» **Exercise brief**: Copy exactly the lines of the data below that run from the line holding "positive clicks: (1916, 1173)" through the line holding "positive clicks: (2043, 1300) (2042, 1124)", both ends included.

(Data excerpts)
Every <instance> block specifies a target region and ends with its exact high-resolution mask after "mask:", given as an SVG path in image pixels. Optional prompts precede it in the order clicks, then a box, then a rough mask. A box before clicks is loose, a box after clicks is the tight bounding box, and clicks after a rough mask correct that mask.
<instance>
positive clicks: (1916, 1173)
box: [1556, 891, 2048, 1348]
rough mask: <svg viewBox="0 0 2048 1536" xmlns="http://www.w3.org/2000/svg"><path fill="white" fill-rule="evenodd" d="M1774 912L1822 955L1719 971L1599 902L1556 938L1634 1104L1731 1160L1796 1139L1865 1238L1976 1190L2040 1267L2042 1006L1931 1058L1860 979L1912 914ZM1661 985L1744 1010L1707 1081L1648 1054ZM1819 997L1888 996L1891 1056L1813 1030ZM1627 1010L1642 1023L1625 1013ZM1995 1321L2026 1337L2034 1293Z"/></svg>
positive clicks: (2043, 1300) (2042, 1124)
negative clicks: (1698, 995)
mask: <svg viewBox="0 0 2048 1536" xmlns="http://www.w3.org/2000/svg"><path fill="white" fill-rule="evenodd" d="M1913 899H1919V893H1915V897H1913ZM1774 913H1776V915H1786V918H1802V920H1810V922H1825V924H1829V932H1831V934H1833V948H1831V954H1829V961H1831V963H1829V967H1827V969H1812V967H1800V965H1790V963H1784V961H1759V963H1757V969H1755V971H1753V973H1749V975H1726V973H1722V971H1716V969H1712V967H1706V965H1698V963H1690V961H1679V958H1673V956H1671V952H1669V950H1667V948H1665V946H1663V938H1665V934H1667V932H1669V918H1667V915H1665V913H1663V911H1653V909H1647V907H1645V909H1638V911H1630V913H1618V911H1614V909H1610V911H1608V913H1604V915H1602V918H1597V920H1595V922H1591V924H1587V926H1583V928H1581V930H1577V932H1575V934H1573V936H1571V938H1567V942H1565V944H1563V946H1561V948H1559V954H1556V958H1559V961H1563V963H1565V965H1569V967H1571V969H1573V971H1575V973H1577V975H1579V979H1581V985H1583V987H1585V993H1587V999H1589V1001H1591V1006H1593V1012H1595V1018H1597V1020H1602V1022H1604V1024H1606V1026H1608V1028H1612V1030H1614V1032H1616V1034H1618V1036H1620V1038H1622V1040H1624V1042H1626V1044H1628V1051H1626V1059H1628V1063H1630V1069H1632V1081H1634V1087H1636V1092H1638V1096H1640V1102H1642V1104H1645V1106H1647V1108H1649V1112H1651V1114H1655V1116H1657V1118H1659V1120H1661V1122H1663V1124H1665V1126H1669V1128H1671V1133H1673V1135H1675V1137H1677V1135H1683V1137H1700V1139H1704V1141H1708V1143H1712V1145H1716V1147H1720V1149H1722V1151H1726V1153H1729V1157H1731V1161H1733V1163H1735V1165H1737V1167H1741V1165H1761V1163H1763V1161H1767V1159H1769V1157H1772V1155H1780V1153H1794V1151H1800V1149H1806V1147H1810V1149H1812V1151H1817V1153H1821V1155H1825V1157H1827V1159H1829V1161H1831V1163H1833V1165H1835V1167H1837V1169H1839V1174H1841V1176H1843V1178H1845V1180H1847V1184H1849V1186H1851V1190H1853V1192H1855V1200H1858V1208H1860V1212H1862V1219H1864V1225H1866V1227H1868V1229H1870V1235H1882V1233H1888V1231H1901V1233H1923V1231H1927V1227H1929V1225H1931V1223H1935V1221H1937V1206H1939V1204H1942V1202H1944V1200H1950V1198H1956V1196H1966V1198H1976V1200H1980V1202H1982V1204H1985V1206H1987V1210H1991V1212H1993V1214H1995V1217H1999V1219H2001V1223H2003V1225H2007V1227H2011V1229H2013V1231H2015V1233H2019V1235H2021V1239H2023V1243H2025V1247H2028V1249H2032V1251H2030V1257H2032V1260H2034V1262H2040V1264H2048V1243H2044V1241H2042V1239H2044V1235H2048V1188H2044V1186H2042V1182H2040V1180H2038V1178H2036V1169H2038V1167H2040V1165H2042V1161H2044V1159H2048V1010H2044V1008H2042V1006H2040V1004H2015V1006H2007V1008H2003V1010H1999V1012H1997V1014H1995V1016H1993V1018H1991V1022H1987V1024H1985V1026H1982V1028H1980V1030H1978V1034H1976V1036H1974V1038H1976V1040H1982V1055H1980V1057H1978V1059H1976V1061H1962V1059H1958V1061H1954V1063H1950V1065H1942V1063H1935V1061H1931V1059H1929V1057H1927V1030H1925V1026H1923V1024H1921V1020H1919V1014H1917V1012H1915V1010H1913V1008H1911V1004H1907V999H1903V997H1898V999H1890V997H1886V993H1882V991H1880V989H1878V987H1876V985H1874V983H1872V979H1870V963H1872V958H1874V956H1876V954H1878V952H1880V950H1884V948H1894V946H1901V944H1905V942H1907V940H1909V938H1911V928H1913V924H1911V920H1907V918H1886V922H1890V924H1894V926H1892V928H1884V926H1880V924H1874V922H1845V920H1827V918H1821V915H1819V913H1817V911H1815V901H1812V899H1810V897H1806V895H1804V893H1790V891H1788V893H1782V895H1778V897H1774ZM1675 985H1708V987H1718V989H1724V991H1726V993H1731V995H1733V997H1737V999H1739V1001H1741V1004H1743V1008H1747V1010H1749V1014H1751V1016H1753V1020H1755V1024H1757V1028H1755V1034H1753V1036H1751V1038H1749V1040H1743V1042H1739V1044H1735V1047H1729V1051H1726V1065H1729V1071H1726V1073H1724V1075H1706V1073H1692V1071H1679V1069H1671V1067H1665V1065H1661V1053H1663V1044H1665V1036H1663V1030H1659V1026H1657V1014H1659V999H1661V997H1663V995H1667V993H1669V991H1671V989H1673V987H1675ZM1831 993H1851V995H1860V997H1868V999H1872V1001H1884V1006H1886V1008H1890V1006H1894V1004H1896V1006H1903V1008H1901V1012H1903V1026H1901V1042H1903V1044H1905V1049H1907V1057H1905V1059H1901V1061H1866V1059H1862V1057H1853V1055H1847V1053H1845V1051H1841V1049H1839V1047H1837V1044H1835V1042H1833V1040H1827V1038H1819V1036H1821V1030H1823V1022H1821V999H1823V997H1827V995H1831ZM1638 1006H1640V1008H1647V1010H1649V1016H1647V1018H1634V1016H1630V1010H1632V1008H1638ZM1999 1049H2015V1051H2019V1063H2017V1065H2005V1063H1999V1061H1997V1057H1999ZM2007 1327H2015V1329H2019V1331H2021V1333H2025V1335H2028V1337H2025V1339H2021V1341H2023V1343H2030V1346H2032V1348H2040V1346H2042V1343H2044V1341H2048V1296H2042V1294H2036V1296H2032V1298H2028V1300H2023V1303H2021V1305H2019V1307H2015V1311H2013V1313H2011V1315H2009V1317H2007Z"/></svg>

» **Exercise solution**:
positive clicks: (1916, 1173)
box: [1556, 891, 2048, 1348]
rough mask: <svg viewBox="0 0 2048 1536" xmlns="http://www.w3.org/2000/svg"><path fill="white" fill-rule="evenodd" d="M1774 912L1822 955L1719 971L1599 902L1556 938L1634 1104L1731 1160L1796 1139L1865 1238L1976 1190L2040 1267L2042 1006L1931 1058L1860 979L1912 914ZM1661 985L1744 1010L1707 1081L1648 1054ZM1819 997L1888 996L1891 1056L1813 1030ZM1627 1010L1642 1023L1625 1013ZM1995 1321L2026 1337L2034 1293Z"/></svg>
positive clicks: (2043, 1300) (2042, 1124)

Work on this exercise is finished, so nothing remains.